Retype each record shown below, leaving every character as it is.

[Contour annotation records]

----

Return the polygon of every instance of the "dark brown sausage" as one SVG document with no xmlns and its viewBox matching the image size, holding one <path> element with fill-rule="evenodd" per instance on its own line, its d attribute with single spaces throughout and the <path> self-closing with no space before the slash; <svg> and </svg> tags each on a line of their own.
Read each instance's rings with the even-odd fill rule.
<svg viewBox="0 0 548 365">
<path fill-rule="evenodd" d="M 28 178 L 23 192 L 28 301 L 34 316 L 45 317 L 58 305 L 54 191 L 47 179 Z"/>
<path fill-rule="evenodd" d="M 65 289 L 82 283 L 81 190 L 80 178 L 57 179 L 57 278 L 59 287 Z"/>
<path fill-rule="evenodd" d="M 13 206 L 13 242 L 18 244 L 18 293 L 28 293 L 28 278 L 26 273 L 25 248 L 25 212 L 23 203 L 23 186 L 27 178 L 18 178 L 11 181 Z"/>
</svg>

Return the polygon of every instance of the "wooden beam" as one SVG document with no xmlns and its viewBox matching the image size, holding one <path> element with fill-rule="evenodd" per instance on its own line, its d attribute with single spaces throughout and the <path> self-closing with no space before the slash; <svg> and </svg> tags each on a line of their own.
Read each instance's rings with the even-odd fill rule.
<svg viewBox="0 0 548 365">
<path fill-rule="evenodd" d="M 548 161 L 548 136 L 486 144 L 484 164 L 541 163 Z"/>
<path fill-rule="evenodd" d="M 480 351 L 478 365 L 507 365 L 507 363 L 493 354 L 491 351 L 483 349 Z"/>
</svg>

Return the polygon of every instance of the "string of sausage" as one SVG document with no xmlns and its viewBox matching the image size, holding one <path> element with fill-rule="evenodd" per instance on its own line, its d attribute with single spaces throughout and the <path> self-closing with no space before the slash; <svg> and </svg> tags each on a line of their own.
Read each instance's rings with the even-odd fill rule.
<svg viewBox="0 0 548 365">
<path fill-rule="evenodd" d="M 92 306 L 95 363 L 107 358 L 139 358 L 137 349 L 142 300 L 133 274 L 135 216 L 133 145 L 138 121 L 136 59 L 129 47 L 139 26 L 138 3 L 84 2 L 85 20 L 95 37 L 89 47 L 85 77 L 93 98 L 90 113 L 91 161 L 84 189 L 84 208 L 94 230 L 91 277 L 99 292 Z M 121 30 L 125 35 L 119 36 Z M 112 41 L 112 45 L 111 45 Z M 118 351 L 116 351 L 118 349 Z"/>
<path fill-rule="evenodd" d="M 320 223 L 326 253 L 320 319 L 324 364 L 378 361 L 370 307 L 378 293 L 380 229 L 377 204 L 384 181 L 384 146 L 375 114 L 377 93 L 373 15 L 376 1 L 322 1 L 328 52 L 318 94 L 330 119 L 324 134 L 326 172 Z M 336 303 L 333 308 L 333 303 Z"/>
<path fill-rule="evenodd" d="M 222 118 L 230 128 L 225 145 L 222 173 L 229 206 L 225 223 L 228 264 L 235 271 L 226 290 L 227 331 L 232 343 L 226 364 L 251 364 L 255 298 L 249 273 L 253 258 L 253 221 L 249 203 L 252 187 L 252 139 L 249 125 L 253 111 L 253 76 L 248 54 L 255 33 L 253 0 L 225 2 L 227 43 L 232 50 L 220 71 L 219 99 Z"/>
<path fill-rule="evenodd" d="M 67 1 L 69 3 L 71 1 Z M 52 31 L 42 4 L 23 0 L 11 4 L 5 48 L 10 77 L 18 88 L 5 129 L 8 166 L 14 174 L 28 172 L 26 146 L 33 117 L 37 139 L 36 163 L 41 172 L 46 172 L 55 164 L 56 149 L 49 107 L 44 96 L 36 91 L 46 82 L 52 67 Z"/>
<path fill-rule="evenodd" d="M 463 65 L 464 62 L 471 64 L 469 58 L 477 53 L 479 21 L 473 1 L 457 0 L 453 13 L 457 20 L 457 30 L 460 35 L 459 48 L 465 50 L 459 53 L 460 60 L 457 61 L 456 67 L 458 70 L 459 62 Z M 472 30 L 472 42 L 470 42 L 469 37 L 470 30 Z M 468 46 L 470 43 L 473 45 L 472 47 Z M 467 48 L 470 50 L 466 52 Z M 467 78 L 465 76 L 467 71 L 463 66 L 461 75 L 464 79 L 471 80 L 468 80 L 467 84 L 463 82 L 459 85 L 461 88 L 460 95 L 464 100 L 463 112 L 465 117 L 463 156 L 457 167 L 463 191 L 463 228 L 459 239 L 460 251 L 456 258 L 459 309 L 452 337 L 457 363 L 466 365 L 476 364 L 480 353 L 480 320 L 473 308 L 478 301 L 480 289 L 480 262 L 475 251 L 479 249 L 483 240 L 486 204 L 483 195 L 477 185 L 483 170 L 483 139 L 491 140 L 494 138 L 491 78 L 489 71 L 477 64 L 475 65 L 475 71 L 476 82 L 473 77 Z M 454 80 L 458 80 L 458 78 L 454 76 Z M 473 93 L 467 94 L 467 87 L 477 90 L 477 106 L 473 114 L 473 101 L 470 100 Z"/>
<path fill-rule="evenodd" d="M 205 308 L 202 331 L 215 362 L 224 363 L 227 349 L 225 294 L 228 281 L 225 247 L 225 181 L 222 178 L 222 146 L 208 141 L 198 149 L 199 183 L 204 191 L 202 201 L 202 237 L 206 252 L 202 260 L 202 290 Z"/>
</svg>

----

**FINAL RESULT:**
Return the polygon of every instance of the "dark brown sausage" as one SVG document with no xmlns and its viewBox matching the image size, holding one <path> element with fill-rule="evenodd" per instance on its own line, its d attribute with single spaces throughout and the <path> self-closing with no space before the slash; <svg> and </svg> tags each on a line of their own.
Read each instance's rings with the even-odd fill rule.
<svg viewBox="0 0 548 365">
<path fill-rule="evenodd" d="M 28 178 L 23 192 L 28 301 L 34 316 L 45 317 L 58 305 L 54 191 L 47 179 Z"/>
<path fill-rule="evenodd" d="M 65 289 L 82 283 L 81 190 L 80 178 L 57 179 L 57 278 L 59 287 Z"/>
<path fill-rule="evenodd" d="M 13 206 L 13 242 L 18 244 L 18 293 L 28 293 L 28 278 L 26 273 L 25 248 L 25 212 L 23 203 L 23 186 L 27 178 L 18 178 L 11 181 Z"/>
</svg>

Return the polygon of every instance of the "wooden beam" as one SVG document with no xmlns and its viewBox matching the image size, holding one <path> element with fill-rule="evenodd" per instance on its own line, its d attribute with single spaces throughout and the <path> self-closing with no space before the slash; <svg> and </svg> tags each on a line of their own.
Read each instance's rings with the even-odd fill rule.
<svg viewBox="0 0 548 365">
<path fill-rule="evenodd" d="M 548 161 L 548 136 L 486 144 L 484 164 L 541 163 Z"/>
<path fill-rule="evenodd" d="M 480 351 L 478 365 L 507 365 L 507 363 L 493 354 L 491 351 L 483 349 Z"/>
</svg>

Return the polygon of every instance of the "string of sausage" as one SVG document with no xmlns and its viewBox matching the image size, holding one <path> element with fill-rule="evenodd" per instance on its own line, its d attribute with single spaces throughout and the <path> self-closing with no space before the slash; <svg> and </svg> tags each on a line of their own.
Read each instance's rings with the even-odd fill rule.
<svg viewBox="0 0 548 365">
<path fill-rule="evenodd" d="M 92 306 L 95 363 L 107 358 L 139 358 L 137 349 L 142 300 L 133 274 L 135 216 L 133 145 L 138 121 L 136 59 L 129 47 L 139 26 L 138 3 L 84 2 L 85 20 L 95 37 L 89 47 L 85 77 L 93 98 L 90 113 L 91 161 L 84 189 L 84 208 L 94 230 L 91 277 L 99 292 Z M 121 30 L 125 35 L 119 36 Z M 112 41 L 112 45 L 111 45 Z M 118 351 L 116 351 L 118 349 Z"/>
<path fill-rule="evenodd" d="M 320 223 L 326 253 L 320 319 L 324 364 L 378 361 L 370 307 L 378 293 L 380 229 L 377 204 L 384 181 L 384 146 L 375 114 L 377 93 L 373 15 L 376 1 L 322 1 L 328 52 L 318 94 L 330 119 L 324 134 L 326 172 Z M 336 303 L 333 308 L 333 303 Z"/>
<path fill-rule="evenodd" d="M 222 118 L 230 128 L 225 145 L 222 173 L 229 206 L 225 223 L 228 264 L 235 271 L 226 290 L 227 331 L 232 343 L 226 364 L 251 364 L 255 298 L 249 273 L 253 258 L 253 221 L 249 203 L 252 187 L 252 139 L 249 125 L 253 111 L 253 76 L 248 54 L 255 33 L 253 0 L 225 2 L 227 43 L 232 50 L 220 71 L 219 99 Z"/>
<path fill-rule="evenodd" d="M 67 1 L 69 3 L 71 1 Z M 52 31 L 42 4 L 23 0 L 11 4 L 5 48 L 10 77 L 18 88 L 5 129 L 8 166 L 14 174 L 28 172 L 26 146 L 33 117 L 37 139 L 36 163 L 41 172 L 46 172 L 55 164 L 56 149 L 49 107 L 44 96 L 36 91 L 46 82 L 52 67 Z"/>
<path fill-rule="evenodd" d="M 463 65 L 464 62 L 471 64 L 469 58 L 477 53 L 479 21 L 473 1 L 457 0 L 453 13 L 457 20 L 457 30 L 460 35 L 459 48 L 465 50 L 459 53 L 460 60 L 457 61 L 456 67 L 458 70 L 459 62 Z M 472 30 L 472 42 L 470 42 L 469 37 L 470 30 Z M 468 46 L 470 43 L 473 45 L 472 47 Z M 467 48 L 470 50 L 466 52 Z M 467 78 L 465 76 L 467 71 L 463 66 L 461 75 L 464 79 L 471 80 L 468 80 L 467 84 L 463 82 L 459 85 L 461 88 L 460 95 L 464 100 L 463 112 L 465 117 L 463 156 L 457 167 L 463 191 L 463 228 L 459 239 L 460 251 L 456 258 L 459 309 L 452 337 L 457 363 L 466 365 L 476 364 L 480 353 L 480 320 L 473 308 L 478 301 L 480 289 L 480 262 L 475 251 L 479 249 L 483 240 L 486 204 L 483 195 L 477 185 L 483 170 L 483 139 L 491 140 L 494 138 L 491 78 L 489 71 L 477 64 L 475 65 L 475 71 L 476 82 L 473 77 Z M 454 80 L 458 80 L 458 78 L 454 76 Z M 473 93 L 467 94 L 467 87 L 477 90 L 477 106 L 473 114 L 473 101 L 470 100 Z"/>
<path fill-rule="evenodd" d="M 205 308 L 202 331 L 215 362 L 224 363 L 227 349 L 225 294 L 228 281 L 225 247 L 225 181 L 222 178 L 222 146 L 208 141 L 198 149 L 199 183 L 204 191 L 202 201 L 202 237 L 206 252 L 202 260 L 202 290 Z"/>
</svg>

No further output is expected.